[Referring expression data]

________

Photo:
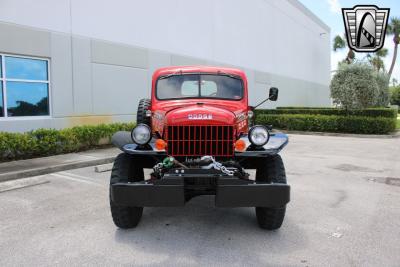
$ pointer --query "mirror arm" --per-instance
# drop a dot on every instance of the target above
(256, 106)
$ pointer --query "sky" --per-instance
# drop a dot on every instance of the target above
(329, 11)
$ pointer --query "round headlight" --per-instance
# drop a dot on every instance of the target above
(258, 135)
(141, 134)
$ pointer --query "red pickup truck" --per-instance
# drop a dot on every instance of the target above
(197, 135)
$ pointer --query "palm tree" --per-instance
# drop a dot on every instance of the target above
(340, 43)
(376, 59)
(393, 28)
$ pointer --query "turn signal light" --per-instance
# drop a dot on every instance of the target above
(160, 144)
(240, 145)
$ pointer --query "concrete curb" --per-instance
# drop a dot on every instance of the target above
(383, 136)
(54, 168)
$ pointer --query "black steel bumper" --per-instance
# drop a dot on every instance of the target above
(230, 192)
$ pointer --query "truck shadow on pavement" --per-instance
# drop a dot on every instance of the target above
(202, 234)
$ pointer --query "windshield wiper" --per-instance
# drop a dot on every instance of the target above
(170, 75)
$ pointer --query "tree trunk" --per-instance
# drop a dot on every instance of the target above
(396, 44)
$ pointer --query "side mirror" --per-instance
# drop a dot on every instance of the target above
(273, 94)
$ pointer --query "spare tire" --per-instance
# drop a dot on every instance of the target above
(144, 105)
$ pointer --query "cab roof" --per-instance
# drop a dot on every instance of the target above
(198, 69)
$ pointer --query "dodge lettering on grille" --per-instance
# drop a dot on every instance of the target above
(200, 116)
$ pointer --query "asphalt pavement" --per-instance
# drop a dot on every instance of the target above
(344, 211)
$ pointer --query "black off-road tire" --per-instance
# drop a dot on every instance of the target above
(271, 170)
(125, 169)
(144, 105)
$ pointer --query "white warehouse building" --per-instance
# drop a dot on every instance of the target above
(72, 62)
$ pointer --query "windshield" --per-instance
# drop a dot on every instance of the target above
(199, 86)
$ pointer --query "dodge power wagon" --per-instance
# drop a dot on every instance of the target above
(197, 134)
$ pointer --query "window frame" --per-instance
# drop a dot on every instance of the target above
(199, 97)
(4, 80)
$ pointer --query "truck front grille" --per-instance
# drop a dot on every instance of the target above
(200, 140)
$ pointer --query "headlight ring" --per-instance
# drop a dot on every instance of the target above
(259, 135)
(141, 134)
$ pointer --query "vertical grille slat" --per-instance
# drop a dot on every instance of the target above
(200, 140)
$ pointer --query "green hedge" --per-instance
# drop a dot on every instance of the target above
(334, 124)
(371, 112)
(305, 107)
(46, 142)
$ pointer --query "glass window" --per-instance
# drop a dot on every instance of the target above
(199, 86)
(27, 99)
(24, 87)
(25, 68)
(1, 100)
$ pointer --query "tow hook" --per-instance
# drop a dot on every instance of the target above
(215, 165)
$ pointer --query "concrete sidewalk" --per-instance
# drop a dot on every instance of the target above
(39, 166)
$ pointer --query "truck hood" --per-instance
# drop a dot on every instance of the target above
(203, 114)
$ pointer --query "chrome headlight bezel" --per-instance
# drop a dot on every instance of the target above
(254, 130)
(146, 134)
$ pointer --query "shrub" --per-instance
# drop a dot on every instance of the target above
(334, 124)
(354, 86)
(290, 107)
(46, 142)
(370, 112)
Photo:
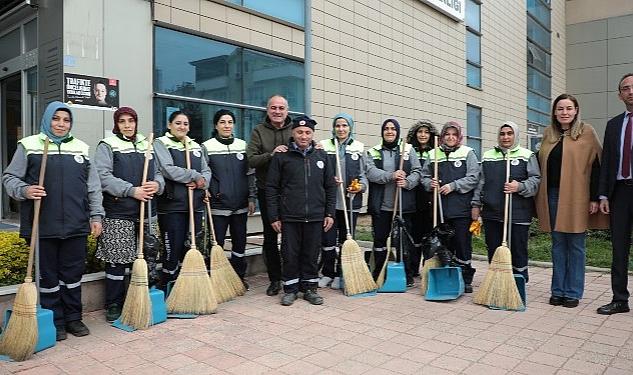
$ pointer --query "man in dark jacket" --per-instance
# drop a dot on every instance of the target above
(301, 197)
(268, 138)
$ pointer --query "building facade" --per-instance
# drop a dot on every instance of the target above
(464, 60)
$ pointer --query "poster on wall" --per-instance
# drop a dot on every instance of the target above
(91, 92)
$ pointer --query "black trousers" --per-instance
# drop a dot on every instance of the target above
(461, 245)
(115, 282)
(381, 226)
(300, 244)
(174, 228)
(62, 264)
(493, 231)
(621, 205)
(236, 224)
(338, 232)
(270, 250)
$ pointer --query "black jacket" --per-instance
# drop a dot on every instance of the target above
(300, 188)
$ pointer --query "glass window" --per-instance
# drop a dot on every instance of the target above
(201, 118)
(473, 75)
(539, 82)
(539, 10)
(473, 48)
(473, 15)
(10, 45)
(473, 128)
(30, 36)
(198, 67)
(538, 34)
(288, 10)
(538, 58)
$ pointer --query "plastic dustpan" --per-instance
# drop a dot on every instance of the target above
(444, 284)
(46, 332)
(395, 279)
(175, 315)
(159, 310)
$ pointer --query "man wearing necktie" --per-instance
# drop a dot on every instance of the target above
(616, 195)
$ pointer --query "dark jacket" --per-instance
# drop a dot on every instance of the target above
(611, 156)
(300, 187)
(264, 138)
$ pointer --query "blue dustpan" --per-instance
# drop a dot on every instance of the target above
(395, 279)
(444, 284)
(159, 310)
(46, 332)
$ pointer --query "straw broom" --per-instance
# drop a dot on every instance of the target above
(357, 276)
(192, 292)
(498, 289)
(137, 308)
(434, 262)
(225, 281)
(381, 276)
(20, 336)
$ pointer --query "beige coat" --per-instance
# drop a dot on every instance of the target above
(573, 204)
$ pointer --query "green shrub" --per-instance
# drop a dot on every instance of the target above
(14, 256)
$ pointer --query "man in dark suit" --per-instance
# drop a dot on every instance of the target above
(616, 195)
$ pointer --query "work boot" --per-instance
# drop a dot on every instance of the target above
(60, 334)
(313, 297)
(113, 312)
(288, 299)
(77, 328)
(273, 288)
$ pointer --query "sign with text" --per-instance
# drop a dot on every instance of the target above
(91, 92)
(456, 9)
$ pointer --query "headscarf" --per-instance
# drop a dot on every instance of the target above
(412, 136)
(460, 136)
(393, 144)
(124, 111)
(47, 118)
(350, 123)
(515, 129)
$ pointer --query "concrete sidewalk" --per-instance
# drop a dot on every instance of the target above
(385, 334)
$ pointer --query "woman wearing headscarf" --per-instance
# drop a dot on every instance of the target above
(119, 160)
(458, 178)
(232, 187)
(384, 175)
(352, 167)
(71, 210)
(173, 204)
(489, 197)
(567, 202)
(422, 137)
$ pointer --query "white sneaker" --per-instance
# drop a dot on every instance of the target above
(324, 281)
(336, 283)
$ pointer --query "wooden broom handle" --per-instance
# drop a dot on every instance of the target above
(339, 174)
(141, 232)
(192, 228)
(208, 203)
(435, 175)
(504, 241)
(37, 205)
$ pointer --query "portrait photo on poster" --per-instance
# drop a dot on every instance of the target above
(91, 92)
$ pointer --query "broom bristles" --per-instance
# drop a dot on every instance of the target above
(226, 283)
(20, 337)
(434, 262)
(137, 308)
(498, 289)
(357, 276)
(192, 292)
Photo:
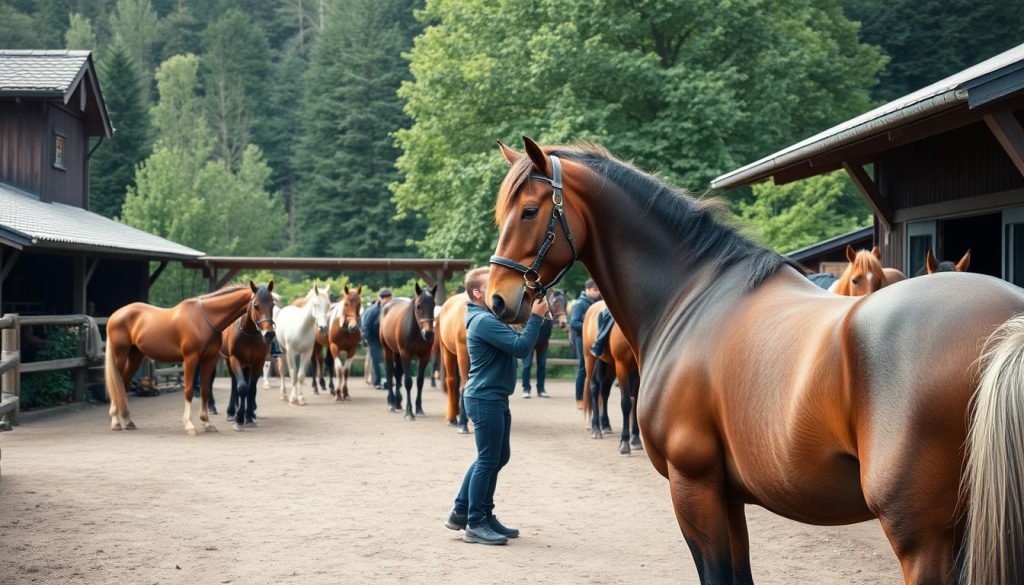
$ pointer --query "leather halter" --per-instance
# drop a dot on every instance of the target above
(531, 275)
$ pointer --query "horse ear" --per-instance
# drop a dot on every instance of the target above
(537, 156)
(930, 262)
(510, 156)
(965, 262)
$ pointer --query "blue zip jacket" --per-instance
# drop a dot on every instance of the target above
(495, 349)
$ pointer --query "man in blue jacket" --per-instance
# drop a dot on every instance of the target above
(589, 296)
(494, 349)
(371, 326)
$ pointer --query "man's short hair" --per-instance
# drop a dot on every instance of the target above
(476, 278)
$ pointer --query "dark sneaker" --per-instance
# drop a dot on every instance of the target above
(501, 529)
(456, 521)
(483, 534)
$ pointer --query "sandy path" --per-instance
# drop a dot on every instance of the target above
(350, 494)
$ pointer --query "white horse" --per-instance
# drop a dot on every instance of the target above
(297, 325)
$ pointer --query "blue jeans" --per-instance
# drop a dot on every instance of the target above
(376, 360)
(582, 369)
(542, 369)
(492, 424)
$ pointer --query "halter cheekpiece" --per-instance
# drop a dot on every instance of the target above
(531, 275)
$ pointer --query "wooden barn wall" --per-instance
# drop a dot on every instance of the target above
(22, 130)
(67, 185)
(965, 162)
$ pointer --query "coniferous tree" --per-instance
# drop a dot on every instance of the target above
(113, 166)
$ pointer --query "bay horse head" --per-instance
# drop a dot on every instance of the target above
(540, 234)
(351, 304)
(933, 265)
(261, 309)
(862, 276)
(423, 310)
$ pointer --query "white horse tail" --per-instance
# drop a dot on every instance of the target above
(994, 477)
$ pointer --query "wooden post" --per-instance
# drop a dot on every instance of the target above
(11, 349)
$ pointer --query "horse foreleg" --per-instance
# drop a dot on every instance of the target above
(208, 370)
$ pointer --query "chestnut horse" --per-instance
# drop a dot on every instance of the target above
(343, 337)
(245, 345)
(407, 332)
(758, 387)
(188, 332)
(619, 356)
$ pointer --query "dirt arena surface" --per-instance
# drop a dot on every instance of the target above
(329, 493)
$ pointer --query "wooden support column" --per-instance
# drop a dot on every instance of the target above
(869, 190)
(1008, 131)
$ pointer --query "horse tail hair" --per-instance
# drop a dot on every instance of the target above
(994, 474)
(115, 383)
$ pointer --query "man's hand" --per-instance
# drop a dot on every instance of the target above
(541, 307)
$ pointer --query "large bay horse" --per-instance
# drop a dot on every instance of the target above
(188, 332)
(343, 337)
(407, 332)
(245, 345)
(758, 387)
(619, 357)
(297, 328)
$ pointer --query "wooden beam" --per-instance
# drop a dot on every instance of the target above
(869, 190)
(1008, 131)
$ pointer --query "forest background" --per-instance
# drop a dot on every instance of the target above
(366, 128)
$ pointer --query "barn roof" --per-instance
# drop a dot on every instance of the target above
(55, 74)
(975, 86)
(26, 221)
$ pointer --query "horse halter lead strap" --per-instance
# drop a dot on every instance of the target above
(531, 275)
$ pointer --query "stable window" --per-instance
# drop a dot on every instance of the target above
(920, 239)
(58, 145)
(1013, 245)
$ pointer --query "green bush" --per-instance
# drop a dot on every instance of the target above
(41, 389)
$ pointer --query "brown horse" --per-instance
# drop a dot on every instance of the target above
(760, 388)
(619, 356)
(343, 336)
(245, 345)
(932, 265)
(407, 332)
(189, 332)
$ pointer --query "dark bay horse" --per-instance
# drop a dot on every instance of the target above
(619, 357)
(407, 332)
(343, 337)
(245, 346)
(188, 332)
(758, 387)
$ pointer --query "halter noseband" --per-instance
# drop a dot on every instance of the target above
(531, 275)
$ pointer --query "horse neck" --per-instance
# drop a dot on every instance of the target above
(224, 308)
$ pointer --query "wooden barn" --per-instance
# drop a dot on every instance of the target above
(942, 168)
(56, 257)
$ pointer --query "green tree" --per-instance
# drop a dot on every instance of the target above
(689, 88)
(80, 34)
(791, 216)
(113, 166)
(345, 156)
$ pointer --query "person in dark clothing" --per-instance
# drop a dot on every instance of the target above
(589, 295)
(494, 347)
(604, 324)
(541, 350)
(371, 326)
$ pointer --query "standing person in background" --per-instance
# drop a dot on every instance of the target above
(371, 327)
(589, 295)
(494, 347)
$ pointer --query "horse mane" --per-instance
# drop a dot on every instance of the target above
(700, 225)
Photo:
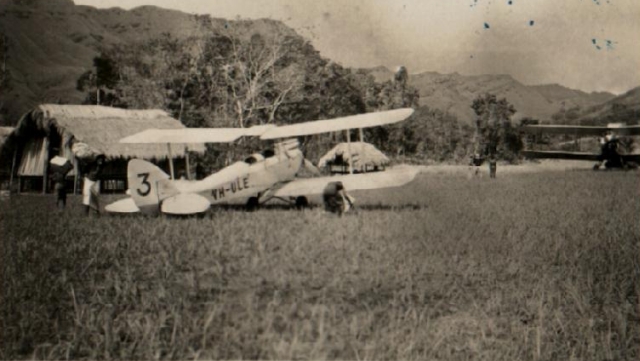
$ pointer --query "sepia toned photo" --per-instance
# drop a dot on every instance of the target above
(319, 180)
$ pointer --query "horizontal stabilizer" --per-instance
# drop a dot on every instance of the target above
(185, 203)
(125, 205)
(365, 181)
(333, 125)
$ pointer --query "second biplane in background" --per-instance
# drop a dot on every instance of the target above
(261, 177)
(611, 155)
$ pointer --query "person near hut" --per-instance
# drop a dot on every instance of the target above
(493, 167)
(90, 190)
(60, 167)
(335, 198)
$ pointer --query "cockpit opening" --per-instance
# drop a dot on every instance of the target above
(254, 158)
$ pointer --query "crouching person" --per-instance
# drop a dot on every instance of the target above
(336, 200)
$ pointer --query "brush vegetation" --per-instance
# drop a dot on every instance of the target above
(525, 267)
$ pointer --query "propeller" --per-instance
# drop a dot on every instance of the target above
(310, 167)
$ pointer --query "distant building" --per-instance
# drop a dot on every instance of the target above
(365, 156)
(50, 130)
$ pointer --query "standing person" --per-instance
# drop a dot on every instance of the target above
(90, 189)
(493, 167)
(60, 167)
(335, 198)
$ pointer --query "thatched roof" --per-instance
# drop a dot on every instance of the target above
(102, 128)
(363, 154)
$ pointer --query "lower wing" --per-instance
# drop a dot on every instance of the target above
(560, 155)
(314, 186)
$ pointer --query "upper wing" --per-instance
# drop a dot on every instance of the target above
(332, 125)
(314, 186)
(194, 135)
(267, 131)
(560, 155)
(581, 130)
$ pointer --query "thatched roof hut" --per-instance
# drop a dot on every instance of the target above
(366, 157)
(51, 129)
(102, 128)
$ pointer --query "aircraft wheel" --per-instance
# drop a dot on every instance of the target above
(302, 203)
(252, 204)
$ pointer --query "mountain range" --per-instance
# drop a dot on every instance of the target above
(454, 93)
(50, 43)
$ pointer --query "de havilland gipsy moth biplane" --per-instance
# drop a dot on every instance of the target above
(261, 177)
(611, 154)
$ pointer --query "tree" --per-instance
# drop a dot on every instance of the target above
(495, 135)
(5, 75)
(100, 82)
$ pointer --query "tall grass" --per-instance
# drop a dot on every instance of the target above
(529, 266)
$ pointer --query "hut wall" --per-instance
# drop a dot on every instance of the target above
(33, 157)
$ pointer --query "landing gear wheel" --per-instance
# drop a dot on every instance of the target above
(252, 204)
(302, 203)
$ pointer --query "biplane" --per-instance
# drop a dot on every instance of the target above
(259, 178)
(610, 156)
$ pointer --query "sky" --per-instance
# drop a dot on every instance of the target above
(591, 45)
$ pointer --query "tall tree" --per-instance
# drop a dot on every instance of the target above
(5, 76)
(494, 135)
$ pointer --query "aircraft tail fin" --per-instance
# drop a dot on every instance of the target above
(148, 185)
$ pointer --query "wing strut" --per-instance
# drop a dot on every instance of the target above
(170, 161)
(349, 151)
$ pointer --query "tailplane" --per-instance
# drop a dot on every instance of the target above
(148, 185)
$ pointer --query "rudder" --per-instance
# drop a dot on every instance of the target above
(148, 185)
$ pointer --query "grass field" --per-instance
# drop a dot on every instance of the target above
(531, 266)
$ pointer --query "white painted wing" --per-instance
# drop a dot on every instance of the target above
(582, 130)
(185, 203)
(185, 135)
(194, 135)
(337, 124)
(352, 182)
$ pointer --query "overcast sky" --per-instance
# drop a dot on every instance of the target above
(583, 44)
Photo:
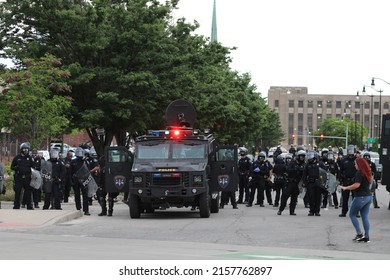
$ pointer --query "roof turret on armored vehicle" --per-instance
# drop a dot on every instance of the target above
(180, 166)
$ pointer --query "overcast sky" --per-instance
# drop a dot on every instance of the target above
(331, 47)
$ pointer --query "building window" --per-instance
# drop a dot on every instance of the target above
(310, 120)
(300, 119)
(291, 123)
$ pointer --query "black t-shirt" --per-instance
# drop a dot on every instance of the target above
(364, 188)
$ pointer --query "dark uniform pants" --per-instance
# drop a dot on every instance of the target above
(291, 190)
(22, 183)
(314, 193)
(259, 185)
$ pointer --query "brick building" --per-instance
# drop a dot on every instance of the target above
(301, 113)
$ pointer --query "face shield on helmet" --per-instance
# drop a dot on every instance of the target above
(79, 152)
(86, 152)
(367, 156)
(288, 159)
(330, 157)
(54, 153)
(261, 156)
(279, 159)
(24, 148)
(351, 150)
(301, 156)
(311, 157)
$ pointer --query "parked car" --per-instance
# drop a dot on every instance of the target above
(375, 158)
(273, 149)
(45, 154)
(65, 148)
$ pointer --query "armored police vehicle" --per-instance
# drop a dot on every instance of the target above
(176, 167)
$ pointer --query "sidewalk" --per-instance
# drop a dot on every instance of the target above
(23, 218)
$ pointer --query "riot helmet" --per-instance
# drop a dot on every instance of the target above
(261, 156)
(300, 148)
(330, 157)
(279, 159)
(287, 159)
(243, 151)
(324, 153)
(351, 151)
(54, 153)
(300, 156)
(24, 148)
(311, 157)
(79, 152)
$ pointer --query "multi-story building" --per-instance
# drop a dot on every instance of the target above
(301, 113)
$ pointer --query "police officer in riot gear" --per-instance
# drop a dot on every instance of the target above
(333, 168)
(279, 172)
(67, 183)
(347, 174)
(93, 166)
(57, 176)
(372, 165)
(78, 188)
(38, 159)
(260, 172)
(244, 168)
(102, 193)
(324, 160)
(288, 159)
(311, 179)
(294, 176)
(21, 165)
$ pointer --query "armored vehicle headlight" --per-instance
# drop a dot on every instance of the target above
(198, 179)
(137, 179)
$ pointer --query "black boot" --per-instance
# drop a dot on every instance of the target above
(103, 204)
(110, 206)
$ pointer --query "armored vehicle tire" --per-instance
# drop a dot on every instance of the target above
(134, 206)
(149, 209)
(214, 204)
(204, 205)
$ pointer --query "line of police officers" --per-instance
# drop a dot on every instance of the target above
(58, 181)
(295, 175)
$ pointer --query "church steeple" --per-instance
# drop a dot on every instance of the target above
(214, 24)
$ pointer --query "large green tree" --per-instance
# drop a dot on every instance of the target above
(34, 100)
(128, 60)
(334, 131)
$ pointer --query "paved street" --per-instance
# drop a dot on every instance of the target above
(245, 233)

________

What you are asked to do
Please say only the number of lines in the data that hold "large".

Completed exercise
2